─── Passage
Category Archives: Worldwide Wagons

Ferrari FF Shooting Break

Does this red reflection on the floor make me look Photoshopped?

Ferrari debuted their FF model this week in Geneva. Top Speed has tons of pics, as well as video of this 4-seat, 4WD, 651 bhp beast. Finally, I can buy a car that seats my family and stows our luggage for trips to South Hampton without embarrassing my wife and kids. Now I guess I just need to get a job.

“Automotive Darwinism” Killed the Wagon?

Volvo announced in January that they will discontinue the V50 in the US. In writing about the death of the last Volvo station wagon, CNN Money’s Alex Taylor III posted an odd article reminiscing about his youth in the suburbs of the 1950s while positing that the death of wagons in the US was pretty much inevitable.

His description of the wagons of the 1960s seems to place all of the problems with American cars on the shoulders of station wagons:

American buyers first turned away from station wagons during the 1973 oil crisis. Their extreme length, emphasized by long rear overhangs to accommodate a third seat, made them natural targets.

Sorry, but almost all American cars were lengthy and heavy boats back then, not just wagons. There is nothing intrinsic to the wagon platform that says it needs to be the length of an aircraft carrier. That’s just what Detroit was making at the time.
──────
- _Brief 1_:
Answer these questions using the passage above:
(a) Where did Ferrari debut the FF?
(b) Which Volvo model was announced for discontinuation in the US?
(c) According to the quoted description, during what event did American buyers first turn away from station wagons?
- _Brief 2_: Repeat the portion of the passage that starts at "Ferrari FF Shooting" and ends at "pretty much inevitable.", word for word.
─── Recorded data
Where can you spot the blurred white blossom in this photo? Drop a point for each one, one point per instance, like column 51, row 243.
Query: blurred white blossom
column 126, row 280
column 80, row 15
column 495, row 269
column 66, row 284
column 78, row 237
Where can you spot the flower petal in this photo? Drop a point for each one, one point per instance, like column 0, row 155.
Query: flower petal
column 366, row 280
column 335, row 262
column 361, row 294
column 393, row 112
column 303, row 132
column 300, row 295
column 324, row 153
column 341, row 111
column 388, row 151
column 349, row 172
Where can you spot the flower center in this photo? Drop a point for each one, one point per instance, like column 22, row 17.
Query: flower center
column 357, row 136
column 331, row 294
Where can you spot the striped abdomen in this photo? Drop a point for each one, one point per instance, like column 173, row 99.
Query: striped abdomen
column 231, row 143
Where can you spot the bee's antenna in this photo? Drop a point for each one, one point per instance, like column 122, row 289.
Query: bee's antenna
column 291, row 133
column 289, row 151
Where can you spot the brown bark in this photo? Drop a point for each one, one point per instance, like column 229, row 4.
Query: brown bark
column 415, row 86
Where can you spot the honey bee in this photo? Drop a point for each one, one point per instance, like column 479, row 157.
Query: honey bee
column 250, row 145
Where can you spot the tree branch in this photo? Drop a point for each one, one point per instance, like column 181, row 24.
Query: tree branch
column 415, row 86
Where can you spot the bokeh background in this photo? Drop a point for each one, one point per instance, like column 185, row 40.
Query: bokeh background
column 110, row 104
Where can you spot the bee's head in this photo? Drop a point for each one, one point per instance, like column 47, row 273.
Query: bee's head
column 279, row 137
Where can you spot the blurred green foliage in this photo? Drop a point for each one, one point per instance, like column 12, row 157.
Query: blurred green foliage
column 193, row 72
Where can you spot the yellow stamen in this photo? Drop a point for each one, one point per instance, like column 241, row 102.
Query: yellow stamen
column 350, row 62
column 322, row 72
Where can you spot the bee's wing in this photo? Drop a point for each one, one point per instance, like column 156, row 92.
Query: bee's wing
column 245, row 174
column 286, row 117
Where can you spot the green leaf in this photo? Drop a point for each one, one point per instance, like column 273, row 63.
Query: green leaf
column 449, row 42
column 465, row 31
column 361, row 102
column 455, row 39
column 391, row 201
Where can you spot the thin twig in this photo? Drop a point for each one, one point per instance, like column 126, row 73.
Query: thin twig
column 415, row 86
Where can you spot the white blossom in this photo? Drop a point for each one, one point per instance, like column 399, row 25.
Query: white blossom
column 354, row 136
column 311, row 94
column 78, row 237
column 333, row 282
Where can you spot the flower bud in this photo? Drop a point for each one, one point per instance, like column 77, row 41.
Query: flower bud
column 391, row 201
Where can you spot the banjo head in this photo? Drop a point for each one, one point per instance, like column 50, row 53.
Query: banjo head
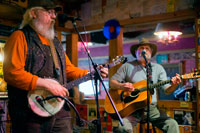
column 48, row 107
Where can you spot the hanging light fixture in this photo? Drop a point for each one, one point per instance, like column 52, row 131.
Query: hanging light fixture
column 167, row 32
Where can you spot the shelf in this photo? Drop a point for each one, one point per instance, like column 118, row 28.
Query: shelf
column 177, row 104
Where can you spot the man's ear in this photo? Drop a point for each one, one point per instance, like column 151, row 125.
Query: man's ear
column 33, row 14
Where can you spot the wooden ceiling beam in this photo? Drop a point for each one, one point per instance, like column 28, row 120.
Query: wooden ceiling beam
──────
- _Task solution 1_:
(a) Geneva
(b) The V50
(c) The 1973 oil crisis

- _Task solution 2_:
Ferrari FF Shooting Break

Does this red reflection on the floor make me look Photoshopped?

Ferrari debuted their FF model this week in Geneva. Top Speed has tons of pics, as well as video of this 4-seat, 4WD, 651 bhp beast. Finally, I can buy a car that seats my family and stows our luggage for trips to South Hampton without embarrassing my wife and kids. Now I guess I just need to get a job.

“Automotive Darwinism” Killed the Wagon?

Volvo announced in January that they will discontinue the V50 in the US. In writing about the death of the last Volvo station wagon, CNN Money’s Alex Taylor III posted an odd article reminiscing about his youth in the suburbs of the 1950s while positing that the death of wagons in the US was pretty much inevitable.